Problem statement: In your copy, leave out the pictures and repeat every record exactly.

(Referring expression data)

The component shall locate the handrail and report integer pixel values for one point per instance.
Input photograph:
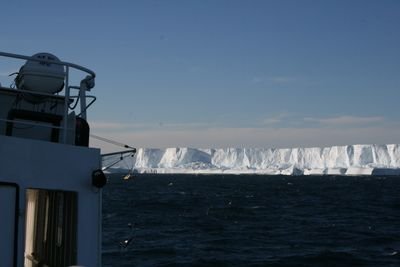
(16, 219)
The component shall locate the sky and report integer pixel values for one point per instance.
(224, 73)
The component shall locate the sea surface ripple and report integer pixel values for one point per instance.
(251, 220)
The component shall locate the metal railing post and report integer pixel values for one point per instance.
(66, 106)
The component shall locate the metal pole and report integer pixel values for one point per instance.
(66, 105)
(82, 98)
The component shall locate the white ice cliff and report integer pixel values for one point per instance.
(343, 160)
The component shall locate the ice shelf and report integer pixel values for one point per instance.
(335, 160)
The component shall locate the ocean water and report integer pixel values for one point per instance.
(236, 220)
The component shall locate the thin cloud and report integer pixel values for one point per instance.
(254, 137)
(275, 120)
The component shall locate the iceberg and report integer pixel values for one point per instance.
(334, 160)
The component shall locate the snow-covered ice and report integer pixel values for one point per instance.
(335, 160)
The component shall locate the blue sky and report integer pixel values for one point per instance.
(225, 73)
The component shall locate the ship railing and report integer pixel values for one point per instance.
(86, 84)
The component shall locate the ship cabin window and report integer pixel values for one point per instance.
(51, 226)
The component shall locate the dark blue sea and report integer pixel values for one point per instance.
(246, 220)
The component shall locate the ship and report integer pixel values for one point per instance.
(50, 179)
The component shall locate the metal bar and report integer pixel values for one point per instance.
(67, 64)
(119, 152)
(66, 105)
(82, 97)
(35, 124)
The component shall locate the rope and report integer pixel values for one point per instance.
(110, 141)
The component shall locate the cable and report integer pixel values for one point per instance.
(110, 141)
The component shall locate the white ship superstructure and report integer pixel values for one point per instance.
(50, 180)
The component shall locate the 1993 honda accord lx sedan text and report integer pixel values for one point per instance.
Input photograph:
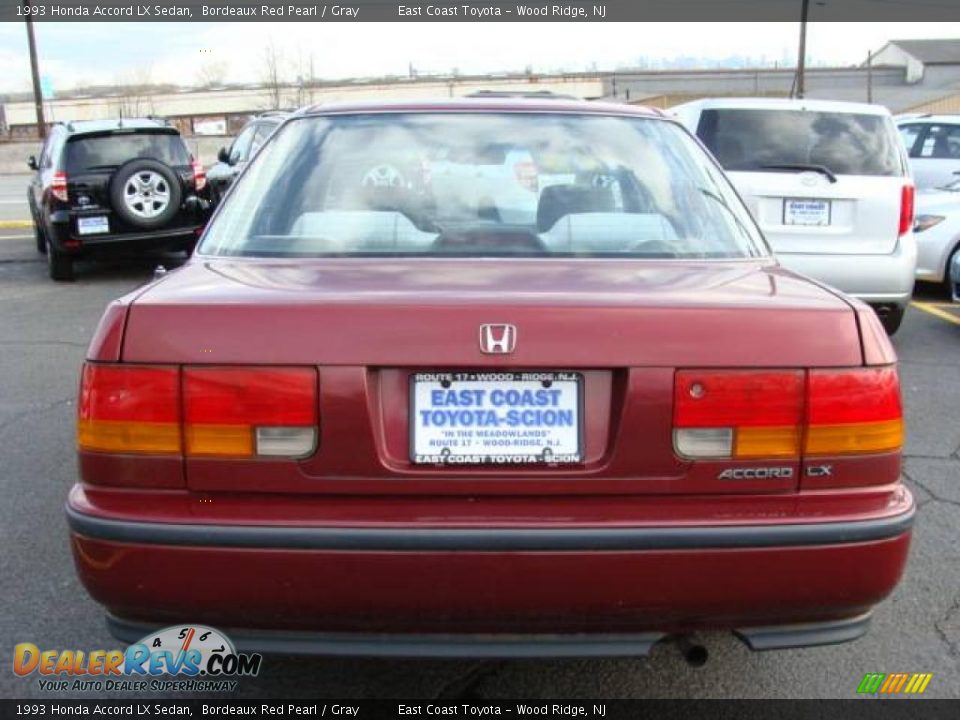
(370, 416)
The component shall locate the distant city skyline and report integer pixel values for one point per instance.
(193, 54)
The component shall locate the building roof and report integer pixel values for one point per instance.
(931, 52)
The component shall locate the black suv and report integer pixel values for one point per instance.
(113, 185)
(244, 147)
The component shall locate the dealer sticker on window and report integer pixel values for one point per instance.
(496, 417)
(806, 212)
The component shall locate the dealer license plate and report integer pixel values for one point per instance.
(93, 225)
(496, 418)
(806, 212)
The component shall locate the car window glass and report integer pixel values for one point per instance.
(926, 150)
(102, 152)
(844, 143)
(484, 185)
(46, 154)
(262, 133)
(909, 135)
(240, 150)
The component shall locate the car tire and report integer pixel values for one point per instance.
(145, 193)
(947, 287)
(892, 319)
(39, 236)
(59, 265)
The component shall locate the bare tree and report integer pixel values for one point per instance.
(135, 97)
(211, 73)
(272, 75)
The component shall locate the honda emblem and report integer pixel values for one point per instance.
(497, 339)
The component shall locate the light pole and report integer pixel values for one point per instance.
(802, 58)
(35, 72)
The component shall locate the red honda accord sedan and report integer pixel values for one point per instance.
(490, 377)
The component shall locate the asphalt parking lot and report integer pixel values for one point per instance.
(44, 330)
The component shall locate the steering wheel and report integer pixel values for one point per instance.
(383, 175)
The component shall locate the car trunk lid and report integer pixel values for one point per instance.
(368, 325)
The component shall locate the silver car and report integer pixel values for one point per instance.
(955, 277)
(829, 185)
(933, 144)
(937, 229)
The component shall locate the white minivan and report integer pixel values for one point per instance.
(829, 185)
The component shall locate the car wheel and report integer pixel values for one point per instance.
(40, 237)
(947, 288)
(891, 319)
(59, 265)
(145, 193)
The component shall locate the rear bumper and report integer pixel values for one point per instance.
(875, 279)
(494, 591)
(61, 233)
(436, 645)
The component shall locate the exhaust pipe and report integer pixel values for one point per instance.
(693, 653)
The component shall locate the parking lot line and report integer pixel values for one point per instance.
(935, 309)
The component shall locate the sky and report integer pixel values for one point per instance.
(77, 54)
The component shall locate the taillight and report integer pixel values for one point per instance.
(906, 208)
(786, 414)
(235, 412)
(527, 176)
(129, 409)
(244, 412)
(853, 411)
(738, 414)
(58, 186)
(199, 175)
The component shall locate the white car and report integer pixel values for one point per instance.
(955, 277)
(937, 229)
(829, 185)
(933, 145)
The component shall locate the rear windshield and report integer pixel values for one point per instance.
(483, 184)
(844, 143)
(103, 152)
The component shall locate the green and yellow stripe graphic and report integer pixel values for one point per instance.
(894, 683)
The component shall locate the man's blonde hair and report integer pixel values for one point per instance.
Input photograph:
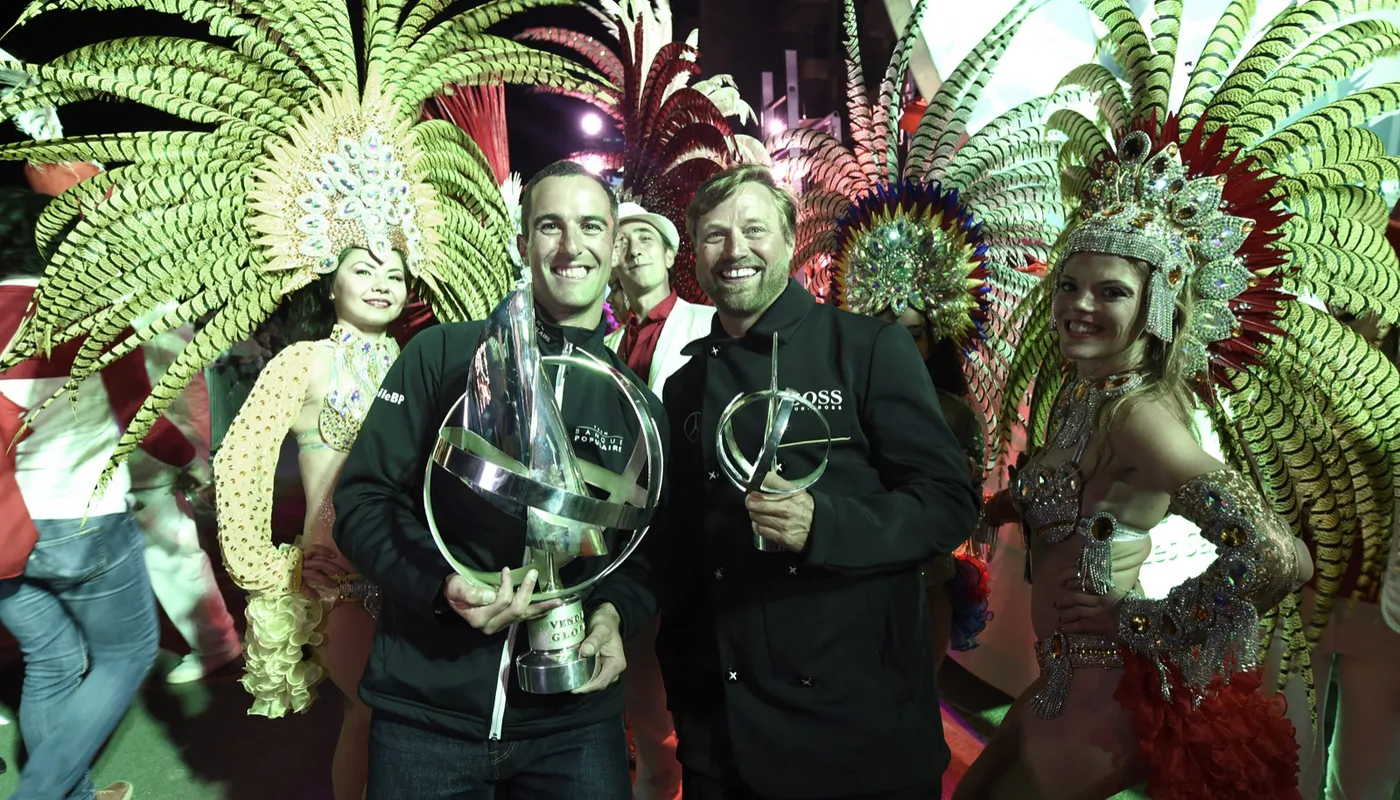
(720, 187)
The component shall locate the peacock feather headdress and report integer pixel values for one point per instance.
(300, 153)
(674, 135)
(1246, 198)
(945, 226)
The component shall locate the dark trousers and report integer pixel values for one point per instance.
(699, 786)
(412, 762)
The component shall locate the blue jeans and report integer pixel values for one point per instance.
(86, 621)
(410, 762)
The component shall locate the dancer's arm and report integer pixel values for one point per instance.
(1206, 626)
(244, 475)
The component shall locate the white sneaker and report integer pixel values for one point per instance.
(195, 666)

Output of the exercise:
The component shall locate the handrail and report integer pixel values for one point per instance.
Input photograph:
(16, 219)
The component shall locate the sky and report integer pixel values for one point per instance.
(224, 73)
The component shall locate the sea surface ripple and report integer pixel values for one point per instance.
(251, 220)
The component shall locate the metal railing post and report integer pixel values for one point per instance.
(66, 106)
The component shall locate the metal pole and report integer pixel values for one point per instance.
(66, 105)
(82, 98)
The component shall locate the white ice cliff and report integer pixel values for one point per instance.
(343, 160)
The component shall locate the ice shelf and report integer pixel values for one point per instance.
(335, 160)
The component shall locate the ocean water and report integer pixel values for one point per instance.
(236, 220)
The component shall locate the thin cloud and report integer pixel values for one point per instance.
(254, 137)
(275, 120)
The component shall locate the iceberg and report integer pixel values for one point per instance.
(334, 160)
The component shall locate the snow-covered ice and report integer pixel values for one point per instance.
(335, 160)
The component shall locate the blue sky and report integer pixel values for one point per instance.
(225, 73)
The component shall locate the ship railing and report integer pixel values for one point per instance.
(86, 84)
The component shall locate the ship cabin window and report integer pixel values for one point per instance.
(51, 226)
The component shall locate the dark blue sea and report integer pixel values for one point per instance.
(246, 220)
The component shall locate the ship and report integer pixel values for one point per instance.
(50, 179)
The component shall locate the metal bar and report integer pixel values for one point per instance.
(67, 64)
(119, 152)
(66, 105)
(82, 97)
(35, 124)
The component shall locate the rope and report integer pixel values for one point per instance.
(110, 141)
The component shall locate the cable and report integer pixel values for one point per instance.
(110, 141)
The component shall locate the white ship superstructure and report integer pixel values for one point per instance.
(50, 180)
The component shall locate the 1993 honda accord lx sedan text and report integer pixel values for one point per instance.
Input photograph:
(370, 416)
The component shall locate the distant city skyline and report integer pixel values for one point per instance.
(193, 54)
The component shall locate the building roof and report integer pixel values for one point per instance.
(931, 52)
The component shall locate the black suv and report integer pixel values for one point per instance.
(113, 185)
(244, 147)
The component shall locate the dealer sticker on window and report integer pixel values for one point per instance.
(496, 417)
(806, 212)
The component shall locate the dealer license plate and report integer pixel values for one point per instance.
(93, 225)
(496, 418)
(806, 212)
The component shall locate the car window glass and report integer pixel values for one point per instance.
(926, 150)
(102, 152)
(844, 143)
(484, 185)
(46, 154)
(262, 133)
(909, 135)
(240, 150)
The component shall locate the car tire and report integer pixel values for one point per instance.
(145, 193)
(947, 287)
(892, 319)
(39, 236)
(59, 265)
The component shall locate the bare tree and report integer pixel values for one point per instance.
(135, 97)
(211, 73)
(272, 75)
The component shall locate the honda emblem and report integer pixel values for one point per instance.
(497, 339)
The component shall locate the light pole and report integer pixel values for one point per instance.
(802, 58)
(35, 72)
The component shall locate the red honda accord sedan and report integer pixel values for one point per instance.
(490, 377)
The component shall locate the asphalt parking lot and report integer pixel values for one point per instance.
(44, 330)
The component shall locate the steering wheel and report integer pixel values for one point per instance.
(383, 175)
The component shall locate the car trunk lid and report integer pixel values for one point per instance.
(368, 325)
The component shall locate the silver car and report integer pixel values for one point per instance.
(955, 277)
(829, 185)
(933, 144)
(937, 229)
The component shall locate the white minivan and report integer pixel values for one point per instance.
(829, 185)
The component shall locate the car wheel and report integer pixel values for one point per instance.
(40, 237)
(947, 288)
(891, 319)
(59, 265)
(145, 193)
The component shall locate the rear bumper and report integer pixel values for one point per instance.
(875, 279)
(494, 591)
(61, 233)
(436, 645)
The component shall locate the exhaust pipe and report integer pixel values for one point per instance.
(693, 653)
The component shall locate the parking lot line and report integer pixel values for one point per instance.
(935, 309)
The component shall locate the sky and report integer pixel values for one point per instance.
(77, 54)
The component shall locate the taillight and report integer pixel values for one point per instance.
(906, 208)
(786, 414)
(235, 412)
(527, 176)
(129, 409)
(244, 412)
(853, 411)
(738, 414)
(58, 186)
(199, 175)
The component shall locate the white car and report integer pixel values for one point per instance.
(955, 277)
(937, 229)
(829, 185)
(933, 145)
The component shall locate the rear windshield and report integer pixel values for one point per instance.
(483, 184)
(844, 143)
(103, 152)
The component shall locate the green and yellow stripe graphic and report integer pixel values for one point per instance.
(894, 683)
The component shall locate the man's blonde hair and report integer pixel values for one point per instance.
Input photograph:
(720, 187)
The component shall locate the peacock feather headdress and report integer pixel values for one point per instance.
(300, 153)
(674, 135)
(1246, 198)
(945, 226)
The component shall locate the dark trousers and report integer pixel values for one point per instance.
(699, 786)
(412, 762)
The component shall locate the blue jeans and report integer pixel values for one point per instance.
(86, 621)
(410, 762)
The component shall locate the dancer's arm and report integer pixel values for one point per instance.
(1206, 626)
(244, 475)
The component shall locate the white sneaker and report integer pixel values for one point per instance.
(195, 666)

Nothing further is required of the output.